Document section »
----------
Dear all,

For those living in the northern hemisphere now, Spring is apparently the worst time of the year for feeling depressed and ‘suicidal’ (sociocidal). To a greater or lesser extent, I’m sure this is because many of us feel ignored or abandoned by institutions and current so-called movements*.

*Many movements can plagiarise what they need of our issues and pass ideas and sentiments off as their own. Many use followers as numbers on lists while rarely listening to anything they do not wish to hear or which might confront, alter or upset their lucrative stereotypical significations or blueprints. ‘Blue’ being the word or colour for male stereotypes and more appropriately how many men feel (as in the ‘blues’). Many organisation seem to prefer surveys over any actual idiosyncratic opinions of individuals (or certain individuals). These clearly do not have the courage to concern masculism or legitimate third wave contentious feminism (both of which refuse to back down rather than accept lies or injustice). Masculism and legitimate feminism do not further their own causes and in doing so become invisible to them. Yet already have affected and changed much within the public sphere without any credit or acknowledgement to themselves. In other words, such movements appear uninterested with any issues concerning real truths or so-called hard facts. When many do address such blatant facts, their solutions become merely rhetorical so that they will then either become forgotten about or absorbed / buried. Thus, those who really wish to act then mutate towards less of a threat while in turn having less of a ‘message’ to offer others who need it. Yet it is ultimately such movements which remain primitive or on the wrong side of history. Their actions become virtually pseudo-progressions. Therefore, their overall practices come to be amoral. Why? Because your depression, misery and wish to escape are testament to their failings.

Despite this, I don’t want you doing anything others might become unwittingly propitious about because some might perhaps conceivably prefer you to be silenced while maybe benefiting from your support in numbers. Not that I am saying others wish you to die (many promote support lines). I also don’t want to see you become another passer-by being taught to know your place by passively doing nothing. I would like all of us to shout and make a huge noise to let them know what we really feel and that we are here not merely existing for the benefit of institutions. We are not the ones who are hateful and divisive to such prejudices. We do not believe we are better than others as we appear to some as radical. It is those who follow masculinity who have become unwittingly radical within radical masculine societies. Masculinity is always radical no matter what it aligns itself to and how holistically conceals or passes itself off as.

Even if you feel powerless and the only one who believes what you do, against the apparently many brazenly conditioned nay-sayers, you should always be true to yourself and defend what you stand for to the hilt. Even those who despise what you stand for should somehow respect that you, providing you never back down or give up. Never sit on the fence. That is negative – even though some will tell you that it is you who is being negative. Let others keep their nightmares, denials and misinterpretations of their own lives if they wish to (see HEADHUNTERS chapter in Masculism). We must acknowledge we are ALL ignorant and somewhat egotistical. But being active should not also signify we cannot stop and smell the roses; even though many of those who criticise others for speaking their minds do not pause to do so themselves.
----------
[Saved entries]
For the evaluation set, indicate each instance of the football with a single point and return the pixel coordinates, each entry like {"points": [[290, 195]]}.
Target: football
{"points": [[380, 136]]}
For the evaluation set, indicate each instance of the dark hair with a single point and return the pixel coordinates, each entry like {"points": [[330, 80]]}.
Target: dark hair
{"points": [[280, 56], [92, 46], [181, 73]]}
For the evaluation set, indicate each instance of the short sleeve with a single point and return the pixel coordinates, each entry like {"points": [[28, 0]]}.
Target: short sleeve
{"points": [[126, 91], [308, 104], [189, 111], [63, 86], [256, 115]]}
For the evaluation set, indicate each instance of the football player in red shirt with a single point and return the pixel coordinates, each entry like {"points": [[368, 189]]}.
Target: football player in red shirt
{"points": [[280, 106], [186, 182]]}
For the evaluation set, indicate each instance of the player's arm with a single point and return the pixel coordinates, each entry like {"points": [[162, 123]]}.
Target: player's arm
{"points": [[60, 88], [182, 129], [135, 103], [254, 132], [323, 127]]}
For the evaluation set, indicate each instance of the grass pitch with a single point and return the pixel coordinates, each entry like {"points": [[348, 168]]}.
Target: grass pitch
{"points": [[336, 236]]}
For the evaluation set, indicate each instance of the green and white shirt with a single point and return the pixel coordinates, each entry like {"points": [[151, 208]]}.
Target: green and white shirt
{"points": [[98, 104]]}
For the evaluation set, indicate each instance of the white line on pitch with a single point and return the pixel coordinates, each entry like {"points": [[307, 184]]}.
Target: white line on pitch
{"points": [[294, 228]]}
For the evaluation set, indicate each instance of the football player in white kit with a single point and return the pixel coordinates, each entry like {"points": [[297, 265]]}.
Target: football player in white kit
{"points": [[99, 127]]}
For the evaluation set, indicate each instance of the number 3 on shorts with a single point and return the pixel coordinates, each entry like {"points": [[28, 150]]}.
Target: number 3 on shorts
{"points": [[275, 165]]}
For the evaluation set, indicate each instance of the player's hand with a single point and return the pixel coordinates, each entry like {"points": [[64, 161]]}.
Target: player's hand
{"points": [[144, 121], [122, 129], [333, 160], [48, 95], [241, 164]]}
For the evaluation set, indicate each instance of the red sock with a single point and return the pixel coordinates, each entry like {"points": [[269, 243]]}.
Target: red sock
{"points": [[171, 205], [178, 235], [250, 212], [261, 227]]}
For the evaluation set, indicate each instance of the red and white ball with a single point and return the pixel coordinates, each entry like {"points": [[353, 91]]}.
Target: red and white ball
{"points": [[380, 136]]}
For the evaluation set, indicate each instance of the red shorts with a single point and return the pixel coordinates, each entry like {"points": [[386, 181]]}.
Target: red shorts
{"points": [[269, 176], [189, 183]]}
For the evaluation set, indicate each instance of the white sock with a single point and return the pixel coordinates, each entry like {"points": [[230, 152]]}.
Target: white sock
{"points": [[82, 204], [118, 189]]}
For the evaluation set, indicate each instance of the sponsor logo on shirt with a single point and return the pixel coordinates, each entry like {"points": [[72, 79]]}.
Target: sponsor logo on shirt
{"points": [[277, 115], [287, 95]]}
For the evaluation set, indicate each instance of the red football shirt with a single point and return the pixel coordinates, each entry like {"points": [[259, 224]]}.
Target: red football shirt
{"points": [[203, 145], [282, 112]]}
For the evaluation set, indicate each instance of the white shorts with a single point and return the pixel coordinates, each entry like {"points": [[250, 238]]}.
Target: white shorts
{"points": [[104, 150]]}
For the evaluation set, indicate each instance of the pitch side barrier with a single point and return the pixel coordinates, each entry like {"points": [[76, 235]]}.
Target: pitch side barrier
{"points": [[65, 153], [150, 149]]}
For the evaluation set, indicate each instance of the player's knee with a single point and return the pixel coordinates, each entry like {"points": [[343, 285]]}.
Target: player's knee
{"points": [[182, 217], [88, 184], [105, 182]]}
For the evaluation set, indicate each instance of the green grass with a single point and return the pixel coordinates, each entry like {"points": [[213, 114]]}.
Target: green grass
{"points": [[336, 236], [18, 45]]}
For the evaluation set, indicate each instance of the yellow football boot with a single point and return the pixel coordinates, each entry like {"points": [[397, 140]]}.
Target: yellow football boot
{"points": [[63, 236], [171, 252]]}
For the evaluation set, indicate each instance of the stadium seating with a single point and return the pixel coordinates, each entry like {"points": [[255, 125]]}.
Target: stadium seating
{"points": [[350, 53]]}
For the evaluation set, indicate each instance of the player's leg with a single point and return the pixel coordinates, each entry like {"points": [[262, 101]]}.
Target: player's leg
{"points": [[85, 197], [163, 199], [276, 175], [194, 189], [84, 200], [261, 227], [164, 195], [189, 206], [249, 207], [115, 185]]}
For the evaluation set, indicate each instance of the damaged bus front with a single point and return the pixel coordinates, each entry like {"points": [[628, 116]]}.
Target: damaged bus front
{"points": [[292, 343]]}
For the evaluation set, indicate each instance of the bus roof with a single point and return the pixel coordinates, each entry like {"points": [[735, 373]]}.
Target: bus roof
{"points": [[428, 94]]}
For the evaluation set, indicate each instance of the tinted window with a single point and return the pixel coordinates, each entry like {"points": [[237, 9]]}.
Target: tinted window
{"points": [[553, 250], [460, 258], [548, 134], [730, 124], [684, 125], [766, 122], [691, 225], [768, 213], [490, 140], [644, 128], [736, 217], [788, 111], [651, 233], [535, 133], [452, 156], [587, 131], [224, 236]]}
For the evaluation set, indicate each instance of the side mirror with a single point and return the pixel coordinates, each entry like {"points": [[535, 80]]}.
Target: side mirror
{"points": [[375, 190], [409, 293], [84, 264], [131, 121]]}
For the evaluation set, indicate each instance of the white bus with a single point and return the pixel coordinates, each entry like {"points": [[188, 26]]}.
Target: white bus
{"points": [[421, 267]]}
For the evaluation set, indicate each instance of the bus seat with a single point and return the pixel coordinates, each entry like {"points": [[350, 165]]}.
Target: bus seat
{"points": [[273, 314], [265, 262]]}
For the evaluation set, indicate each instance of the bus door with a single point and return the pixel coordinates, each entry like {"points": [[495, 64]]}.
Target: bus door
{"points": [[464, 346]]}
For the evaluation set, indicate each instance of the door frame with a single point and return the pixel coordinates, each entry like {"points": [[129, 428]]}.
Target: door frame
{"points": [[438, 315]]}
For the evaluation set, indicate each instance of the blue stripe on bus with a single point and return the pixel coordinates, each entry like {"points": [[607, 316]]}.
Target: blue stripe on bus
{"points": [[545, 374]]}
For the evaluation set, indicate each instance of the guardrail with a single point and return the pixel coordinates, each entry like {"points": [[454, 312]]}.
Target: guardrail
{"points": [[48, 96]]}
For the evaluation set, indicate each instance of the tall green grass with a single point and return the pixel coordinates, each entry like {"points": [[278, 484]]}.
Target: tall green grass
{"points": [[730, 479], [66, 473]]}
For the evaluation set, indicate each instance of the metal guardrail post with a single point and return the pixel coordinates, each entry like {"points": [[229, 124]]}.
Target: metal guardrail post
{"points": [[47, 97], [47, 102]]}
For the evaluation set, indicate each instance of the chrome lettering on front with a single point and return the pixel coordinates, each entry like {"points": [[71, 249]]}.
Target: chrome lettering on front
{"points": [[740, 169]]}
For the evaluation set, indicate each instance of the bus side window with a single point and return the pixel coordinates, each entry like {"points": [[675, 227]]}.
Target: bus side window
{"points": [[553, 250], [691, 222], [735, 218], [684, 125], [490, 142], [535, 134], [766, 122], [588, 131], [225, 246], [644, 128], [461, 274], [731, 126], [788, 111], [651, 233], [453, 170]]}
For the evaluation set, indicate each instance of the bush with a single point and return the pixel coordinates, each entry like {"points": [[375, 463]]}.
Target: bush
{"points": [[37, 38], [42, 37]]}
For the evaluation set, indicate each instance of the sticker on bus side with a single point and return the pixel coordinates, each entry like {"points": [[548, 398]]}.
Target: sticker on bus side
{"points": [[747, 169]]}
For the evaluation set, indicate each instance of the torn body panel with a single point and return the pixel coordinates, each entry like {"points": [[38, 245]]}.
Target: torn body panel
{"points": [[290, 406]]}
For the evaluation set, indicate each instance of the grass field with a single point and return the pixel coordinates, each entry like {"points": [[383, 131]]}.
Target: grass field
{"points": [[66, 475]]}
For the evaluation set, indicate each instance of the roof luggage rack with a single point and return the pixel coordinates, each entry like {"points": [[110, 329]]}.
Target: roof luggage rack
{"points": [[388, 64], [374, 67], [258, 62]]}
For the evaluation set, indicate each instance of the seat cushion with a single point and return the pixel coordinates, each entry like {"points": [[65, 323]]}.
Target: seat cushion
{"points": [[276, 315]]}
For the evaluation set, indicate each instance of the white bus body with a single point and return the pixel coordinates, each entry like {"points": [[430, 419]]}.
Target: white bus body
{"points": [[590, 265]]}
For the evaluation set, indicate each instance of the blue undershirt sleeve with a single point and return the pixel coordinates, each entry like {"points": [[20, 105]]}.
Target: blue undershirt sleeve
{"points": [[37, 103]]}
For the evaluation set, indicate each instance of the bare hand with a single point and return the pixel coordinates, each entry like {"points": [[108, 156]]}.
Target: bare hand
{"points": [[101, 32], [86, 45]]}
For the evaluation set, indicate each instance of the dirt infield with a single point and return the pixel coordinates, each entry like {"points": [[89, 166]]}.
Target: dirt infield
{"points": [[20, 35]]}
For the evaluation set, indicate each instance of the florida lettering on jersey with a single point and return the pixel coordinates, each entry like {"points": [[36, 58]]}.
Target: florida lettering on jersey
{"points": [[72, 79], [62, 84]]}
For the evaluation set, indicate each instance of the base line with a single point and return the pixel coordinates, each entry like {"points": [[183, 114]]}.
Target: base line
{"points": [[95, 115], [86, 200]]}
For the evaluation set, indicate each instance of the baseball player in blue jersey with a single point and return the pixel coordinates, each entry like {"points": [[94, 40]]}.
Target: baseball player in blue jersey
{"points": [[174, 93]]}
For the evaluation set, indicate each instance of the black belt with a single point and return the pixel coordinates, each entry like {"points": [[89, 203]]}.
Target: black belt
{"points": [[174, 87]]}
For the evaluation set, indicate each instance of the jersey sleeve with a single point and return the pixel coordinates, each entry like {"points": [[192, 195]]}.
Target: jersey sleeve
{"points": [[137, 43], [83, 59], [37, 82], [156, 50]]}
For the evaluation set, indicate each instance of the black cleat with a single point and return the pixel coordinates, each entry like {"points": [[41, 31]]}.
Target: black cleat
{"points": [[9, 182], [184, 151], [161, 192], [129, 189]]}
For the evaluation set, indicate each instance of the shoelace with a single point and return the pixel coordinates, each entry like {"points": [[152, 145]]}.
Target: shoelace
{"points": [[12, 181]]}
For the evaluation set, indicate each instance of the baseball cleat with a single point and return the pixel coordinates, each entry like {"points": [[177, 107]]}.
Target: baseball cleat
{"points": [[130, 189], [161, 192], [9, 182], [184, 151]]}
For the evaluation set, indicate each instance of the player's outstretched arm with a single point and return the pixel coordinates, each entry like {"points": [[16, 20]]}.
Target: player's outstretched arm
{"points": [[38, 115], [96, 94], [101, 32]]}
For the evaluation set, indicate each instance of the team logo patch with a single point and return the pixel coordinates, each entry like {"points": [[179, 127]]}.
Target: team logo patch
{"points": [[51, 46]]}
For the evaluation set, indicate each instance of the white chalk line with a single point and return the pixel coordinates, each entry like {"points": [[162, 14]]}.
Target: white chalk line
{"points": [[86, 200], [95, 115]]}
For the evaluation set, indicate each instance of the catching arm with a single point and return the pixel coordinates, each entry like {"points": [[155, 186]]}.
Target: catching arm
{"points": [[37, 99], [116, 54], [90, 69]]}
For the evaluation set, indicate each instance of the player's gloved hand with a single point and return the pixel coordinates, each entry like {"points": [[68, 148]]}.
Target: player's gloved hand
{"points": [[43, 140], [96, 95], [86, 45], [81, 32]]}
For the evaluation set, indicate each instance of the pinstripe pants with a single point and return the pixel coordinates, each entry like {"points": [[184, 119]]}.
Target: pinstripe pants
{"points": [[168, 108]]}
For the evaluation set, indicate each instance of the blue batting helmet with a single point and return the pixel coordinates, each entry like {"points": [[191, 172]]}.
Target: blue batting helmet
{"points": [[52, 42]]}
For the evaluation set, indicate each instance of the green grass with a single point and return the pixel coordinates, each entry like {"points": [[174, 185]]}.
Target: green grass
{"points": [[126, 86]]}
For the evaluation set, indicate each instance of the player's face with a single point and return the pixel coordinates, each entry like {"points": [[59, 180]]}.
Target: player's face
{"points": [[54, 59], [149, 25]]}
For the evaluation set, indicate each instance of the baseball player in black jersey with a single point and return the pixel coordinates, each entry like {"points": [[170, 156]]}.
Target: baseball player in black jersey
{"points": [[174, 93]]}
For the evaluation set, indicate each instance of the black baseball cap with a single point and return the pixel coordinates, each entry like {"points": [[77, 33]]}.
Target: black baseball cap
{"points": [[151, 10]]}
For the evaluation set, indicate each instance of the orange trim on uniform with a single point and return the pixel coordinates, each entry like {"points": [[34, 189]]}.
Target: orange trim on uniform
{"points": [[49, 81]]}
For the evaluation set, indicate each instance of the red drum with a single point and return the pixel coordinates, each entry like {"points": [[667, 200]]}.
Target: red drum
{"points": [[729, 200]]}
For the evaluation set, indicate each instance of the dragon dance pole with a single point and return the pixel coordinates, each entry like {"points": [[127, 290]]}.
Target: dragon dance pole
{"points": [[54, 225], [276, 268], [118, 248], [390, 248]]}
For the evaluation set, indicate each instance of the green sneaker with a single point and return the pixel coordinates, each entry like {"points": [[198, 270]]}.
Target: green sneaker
----------
In the letter on masculism, which chapter does the writer point readers to?

The HEADHUNTERS chapter in Masculism.